### Source extract
+-------+

Homebuilders gaining confidence | Chappaqua Real Estate

Homebuilder confidence increased in August as new construction and new home sales increase, according to the Housing Market Index by the National Association of Home Builders and Wells Fargo.

Builder confidence in the market of newly constructed single-family homes in August rose two points to 60, up from July’s downwardly revised reading of 58, according to the index.

“New construction and new home sales are on the rise in most areas of the country, and this is helping to boost builder sentiment,” said NAHB Chairman Ed Brady, a homebuilder and developer from Bloomington, Ill.

Derived from a monthly survey that NAHB has been conducting for 30 years, the NAHB/Wells Fargo HMI categorizes builder perceptions of current single-family home sales and sales expectations for the next six months as good, fair or poor.

+-------+

### Material provided
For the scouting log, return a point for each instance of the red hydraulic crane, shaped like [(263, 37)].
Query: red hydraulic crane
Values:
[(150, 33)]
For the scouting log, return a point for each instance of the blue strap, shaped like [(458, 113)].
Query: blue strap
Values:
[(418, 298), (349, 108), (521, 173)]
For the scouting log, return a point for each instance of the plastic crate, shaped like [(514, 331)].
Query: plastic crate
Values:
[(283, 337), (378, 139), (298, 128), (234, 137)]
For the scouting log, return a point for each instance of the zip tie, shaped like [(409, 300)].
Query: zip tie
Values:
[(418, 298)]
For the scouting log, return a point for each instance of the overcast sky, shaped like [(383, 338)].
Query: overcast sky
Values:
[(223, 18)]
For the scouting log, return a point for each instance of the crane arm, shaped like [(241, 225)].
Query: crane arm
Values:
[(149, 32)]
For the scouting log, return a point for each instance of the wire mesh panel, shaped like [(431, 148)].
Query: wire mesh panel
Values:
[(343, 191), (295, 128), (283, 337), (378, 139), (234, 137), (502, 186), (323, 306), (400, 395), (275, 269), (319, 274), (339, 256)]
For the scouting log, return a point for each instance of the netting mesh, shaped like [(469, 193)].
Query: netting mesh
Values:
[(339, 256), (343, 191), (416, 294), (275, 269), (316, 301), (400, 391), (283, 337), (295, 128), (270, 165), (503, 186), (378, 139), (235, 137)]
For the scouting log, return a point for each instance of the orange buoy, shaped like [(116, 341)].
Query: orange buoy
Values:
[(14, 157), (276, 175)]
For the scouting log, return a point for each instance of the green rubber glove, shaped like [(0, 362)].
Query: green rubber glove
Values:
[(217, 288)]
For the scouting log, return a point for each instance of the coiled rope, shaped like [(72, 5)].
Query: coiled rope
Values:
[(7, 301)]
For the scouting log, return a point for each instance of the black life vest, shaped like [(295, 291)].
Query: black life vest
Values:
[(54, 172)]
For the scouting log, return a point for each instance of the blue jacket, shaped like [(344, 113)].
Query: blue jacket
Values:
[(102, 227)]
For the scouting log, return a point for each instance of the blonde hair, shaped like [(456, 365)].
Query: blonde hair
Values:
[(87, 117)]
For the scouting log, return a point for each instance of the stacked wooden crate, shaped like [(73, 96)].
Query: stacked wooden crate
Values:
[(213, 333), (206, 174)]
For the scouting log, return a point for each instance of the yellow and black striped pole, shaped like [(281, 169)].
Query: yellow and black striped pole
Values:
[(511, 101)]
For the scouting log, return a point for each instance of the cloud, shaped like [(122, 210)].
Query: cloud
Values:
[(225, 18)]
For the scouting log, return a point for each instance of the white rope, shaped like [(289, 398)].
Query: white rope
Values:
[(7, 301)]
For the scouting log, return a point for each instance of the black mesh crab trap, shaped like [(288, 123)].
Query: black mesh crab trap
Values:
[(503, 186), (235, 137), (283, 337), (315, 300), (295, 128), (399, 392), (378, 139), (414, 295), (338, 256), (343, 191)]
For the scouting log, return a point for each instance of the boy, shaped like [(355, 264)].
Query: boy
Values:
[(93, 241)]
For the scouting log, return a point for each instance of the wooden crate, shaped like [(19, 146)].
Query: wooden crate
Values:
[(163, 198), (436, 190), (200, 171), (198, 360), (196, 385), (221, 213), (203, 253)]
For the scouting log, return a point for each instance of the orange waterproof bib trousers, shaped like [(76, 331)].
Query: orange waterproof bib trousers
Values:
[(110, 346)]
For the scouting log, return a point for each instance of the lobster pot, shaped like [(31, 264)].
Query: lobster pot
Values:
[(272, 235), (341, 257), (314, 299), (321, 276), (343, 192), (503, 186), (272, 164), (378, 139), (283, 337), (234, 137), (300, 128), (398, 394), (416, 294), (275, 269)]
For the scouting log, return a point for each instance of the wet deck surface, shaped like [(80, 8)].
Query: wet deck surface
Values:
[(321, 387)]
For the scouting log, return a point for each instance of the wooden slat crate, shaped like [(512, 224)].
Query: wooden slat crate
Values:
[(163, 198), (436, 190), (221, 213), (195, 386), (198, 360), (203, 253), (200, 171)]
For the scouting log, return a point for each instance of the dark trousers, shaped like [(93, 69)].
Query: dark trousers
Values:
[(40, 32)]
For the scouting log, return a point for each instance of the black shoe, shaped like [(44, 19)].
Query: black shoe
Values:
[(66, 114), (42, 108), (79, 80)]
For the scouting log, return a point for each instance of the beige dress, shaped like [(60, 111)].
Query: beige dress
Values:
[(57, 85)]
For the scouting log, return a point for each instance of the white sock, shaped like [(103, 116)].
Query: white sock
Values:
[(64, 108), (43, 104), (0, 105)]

+-------+

### What to do
Reproduce word for word the passage of the homebuilder confidence article above, starting at "Builder confidence in the" and ending at "fair or poor.".

### Expected output
Builder confidence in the market of newly constructed single-family homes in August rose two points to 60, up from July’s downwardly revised reading of 58, according to the index.

“New construction and new home sales are on the rise in most areas of the country, and this is helping to boost builder sentiment,” said NAHB Chairman Ed Brady, a homebuilder and developer from Bloomington, Ill.

Derived from a monthly survey that NAHB has been conducting for 30 years, the NAHB/Wells Fargo HMI categorizes builder perceptions of current single-family home sales and sales expectations for the next six months as good, fair or poor.